WRITTEN EXERCISE A:
Answer these questions from the key-scanning passage below, one line each, marked (i), (ii), (iii) to match:
(i) What is written to the DEBOUNCE_COUNT register?
(ii) What scan count limit is typically used?
(iii) With back drive enabled, which lines are driven high between ROW scanning times?

When a preset scan count limit is reached (counted by the DEBOUNCE_COUNT counter),
the key is considered to be de-bounced and an interrupt will occur. If a scan does not decode
the same 1 or 2 first keys as the previous scan, then the scan count will be reset. The scan
count limit is adjustable from 0 to 255 scans by writing to the DEBOUNCE_COUNT register
in the chip. The register is written with the complement of the desired scan count limit.
Typically a scan count limit of 3 is used.
Key arrays may have significant capacitance. If a key is pressed at a location ROWY, COLX,
the capacitance associated with COLX is discharged when the ROWY line is driven low
during the scan. When ROWY + 1 is driven, the capacitance associated with COLX must
then charge to a logic 1 passively before the COL inputs are sampled. If not, an erroneous
key press will be detected. For fast scan times, the time to charge the key array between
column samples is reduced. To reduce the time to charge the key array, the back drive
feature may be used. When back drive is enabled, the column lines and row lines are all
driven high for a short period of time between ROW scanning time to charge the array
capacitance.

WRITTEN EXERCISE B: How many lines of the rows below contain the word "illuminated"? Case counts; reply with the number only.

RECORDS PROVIDED:
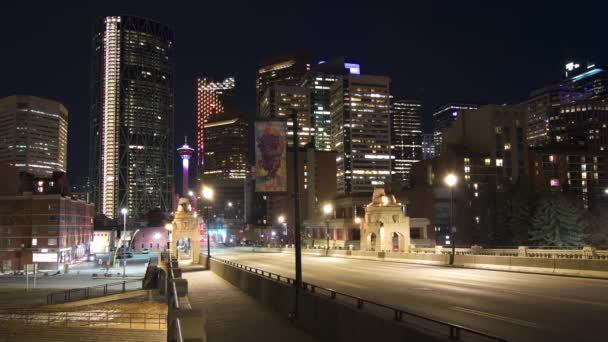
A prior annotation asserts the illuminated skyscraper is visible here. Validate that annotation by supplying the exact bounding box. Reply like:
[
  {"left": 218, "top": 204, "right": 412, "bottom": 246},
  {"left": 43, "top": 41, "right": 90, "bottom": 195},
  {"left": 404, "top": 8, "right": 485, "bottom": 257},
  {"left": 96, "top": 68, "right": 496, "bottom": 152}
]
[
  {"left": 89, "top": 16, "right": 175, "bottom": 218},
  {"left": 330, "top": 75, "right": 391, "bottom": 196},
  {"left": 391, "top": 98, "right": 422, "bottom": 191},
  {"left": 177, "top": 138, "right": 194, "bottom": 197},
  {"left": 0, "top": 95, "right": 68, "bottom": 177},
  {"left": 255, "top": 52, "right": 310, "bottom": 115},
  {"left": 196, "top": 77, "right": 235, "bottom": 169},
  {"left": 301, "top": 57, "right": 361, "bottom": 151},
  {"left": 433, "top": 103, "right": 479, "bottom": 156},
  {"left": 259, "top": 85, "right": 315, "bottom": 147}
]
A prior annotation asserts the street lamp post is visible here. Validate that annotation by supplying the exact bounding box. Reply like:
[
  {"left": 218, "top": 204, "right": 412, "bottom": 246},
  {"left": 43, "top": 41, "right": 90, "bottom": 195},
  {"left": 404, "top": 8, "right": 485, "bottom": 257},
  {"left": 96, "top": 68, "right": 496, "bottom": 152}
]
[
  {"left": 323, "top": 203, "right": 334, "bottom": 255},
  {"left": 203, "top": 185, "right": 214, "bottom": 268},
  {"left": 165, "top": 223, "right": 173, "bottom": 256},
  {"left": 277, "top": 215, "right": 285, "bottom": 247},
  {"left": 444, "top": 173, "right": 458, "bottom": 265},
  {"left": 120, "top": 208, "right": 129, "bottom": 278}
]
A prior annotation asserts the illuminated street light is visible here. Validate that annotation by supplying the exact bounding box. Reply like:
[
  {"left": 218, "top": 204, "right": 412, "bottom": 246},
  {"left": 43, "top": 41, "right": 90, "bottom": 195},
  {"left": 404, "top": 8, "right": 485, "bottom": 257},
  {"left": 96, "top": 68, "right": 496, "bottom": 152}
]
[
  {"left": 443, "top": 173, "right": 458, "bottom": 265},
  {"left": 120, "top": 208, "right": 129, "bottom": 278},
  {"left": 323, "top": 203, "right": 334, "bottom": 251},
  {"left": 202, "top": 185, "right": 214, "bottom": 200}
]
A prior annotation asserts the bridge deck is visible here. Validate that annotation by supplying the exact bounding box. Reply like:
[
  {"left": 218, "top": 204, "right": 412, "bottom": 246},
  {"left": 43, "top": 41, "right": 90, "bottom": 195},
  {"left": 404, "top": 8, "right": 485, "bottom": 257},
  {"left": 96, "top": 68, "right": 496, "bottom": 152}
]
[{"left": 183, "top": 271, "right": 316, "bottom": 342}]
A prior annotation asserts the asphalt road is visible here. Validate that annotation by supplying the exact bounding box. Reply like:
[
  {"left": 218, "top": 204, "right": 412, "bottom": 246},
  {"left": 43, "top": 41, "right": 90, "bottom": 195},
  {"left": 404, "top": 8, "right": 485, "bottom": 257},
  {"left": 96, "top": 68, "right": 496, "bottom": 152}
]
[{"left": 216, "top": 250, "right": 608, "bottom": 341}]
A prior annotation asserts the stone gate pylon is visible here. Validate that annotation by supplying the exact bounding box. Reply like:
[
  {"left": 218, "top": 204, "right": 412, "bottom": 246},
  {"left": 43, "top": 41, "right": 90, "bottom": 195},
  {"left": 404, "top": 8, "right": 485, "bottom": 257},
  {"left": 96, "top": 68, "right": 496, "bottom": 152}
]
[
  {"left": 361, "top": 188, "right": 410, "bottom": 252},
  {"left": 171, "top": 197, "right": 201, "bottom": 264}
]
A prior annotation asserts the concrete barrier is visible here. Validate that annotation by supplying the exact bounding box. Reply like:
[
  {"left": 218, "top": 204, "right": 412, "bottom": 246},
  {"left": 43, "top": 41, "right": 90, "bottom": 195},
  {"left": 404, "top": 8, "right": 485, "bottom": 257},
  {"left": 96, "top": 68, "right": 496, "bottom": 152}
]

OUTPUT A:
(i) The complement of the desired scan count limit.
(ii) 3.
(iii) All the column lines and row lines.

OUTPUT B: 2